> [Exercise 1]:
Decide whether each statement agrees with the trade-aid article, answering yes or no and quoting the deciding words: (a) Farmers in Georgia received the highest average payment of any state. (b) The 2019 changes to the MFP lowered the maximum payment per individual. (c) In 2019 the USDA began measuring a farm's size by bushel output.
> [Exercise 2]:
Carry on the trade-aid article from the point where it stops.

> [Selected text]:
== Segment start ==
Report Shows Trump’s Trade Aid Favored Southern Farms
Farmers in Georgia received the highest average in bailouts
Report Shows Trump’s Trade Aid Favored Southern Farms
Farmers in Georgia received the highest average in bailouts
In January, President Donald Trump tweeted that he hoped farmers would “most remember” the bailout payments the USDA has distributed ”to help them get through the tough times!” Some might remember them more than others.
The Trump administration has doled out record amounts of aid to farmers affected by his trade wars and the pandemic. But a new report released this week by the Government Accountability Office found that $14.4 billion the USDA paid to farmers impacted by Trump’s trade policies in 2019 has disproportionately benefited farms in southern states, and ones that tend to be larger in scale.
By the end of 2019, the USDA had distributed payments to almost 644,000 farming operations through what’s known as the Market Facilitation Program, or MFP. Farmers in Georgia, the home state of USDA Secretary Sonny Perdue, received an average of $42,545, the highest of any state. The program’s average payment countrywide was $22,312, and amounts varied from as little as $44 to as much as $295,299. Eight of the top nine states when it came to average payments were in the South. At the lower end of the scale, farmers in Rhode Island received an average of $1,686.
Critics say the program has also favored larger farms over small ones. The GAO report found that the 25 farming operations that received the highest payments were paid a total of $37 million, an average of almost $1.5 million. In 2019, the USDA made a number of changes to the MFP, which critics say helped larger farms get more in the bailouts. These changes increased the maximum payment per individual from $125,000 to $250,000 and also altered the way the USDA measures the size of a farm. Rather than measuring a farm by bushel output, it started assessing them by acreage.
== Segment end ==
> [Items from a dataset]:
== Segment start ==
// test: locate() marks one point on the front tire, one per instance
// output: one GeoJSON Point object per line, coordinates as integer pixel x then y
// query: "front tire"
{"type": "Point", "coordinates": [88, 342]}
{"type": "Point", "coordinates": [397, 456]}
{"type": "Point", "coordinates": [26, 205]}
== Segment end ==
> [Response area 1]:
(a) Yes: "Farmers in Georgia, the home state of USDA Secretary Sonny Perdue, received an average of $42,545, the highest of any state."
(b) No: "These changes increased the maximum payment per individual from $125,000 to $250,000"
(c) No: "Rather than measuring a farm by bushel output, it started assessing them by acreage."

> [Response area 2]:
Senate Democrats accused the USDA of unfairly setting higher payment rates for crops grown in southern states such as cotton and sorghum. Around 6 percent of payments went to hog farms, dairy operations and those that grow “specialty crops,” such as fruits, vegetables and nuts.
“From the start, I’ve been concerned that the Trump Administration’s trade payments have picked winners and losers and left small farms behind,” Democratic Senator Debbie Stabenow, of Michigan, said in a statement. “Unfortunately, the Trump Administration’s unequal treatment of farmers is a pattern that we’re continuing to see in USDA’s COVID-19 relief program. The Administration needs to stop playing favorites and start helping the farms hit the hardest.”
USDA officials have defended the program, saying that the bailouts did what they were intended to do—help farmers who had been specifically targeted by Chinese tariffs. Alec Varsamis, a USDA spokesman, told the New York Times that critics were cherry-picking data and that 70 percent of aid distributed went to the Midwest. He added that the average small farm was actually paid more per acre than large farms.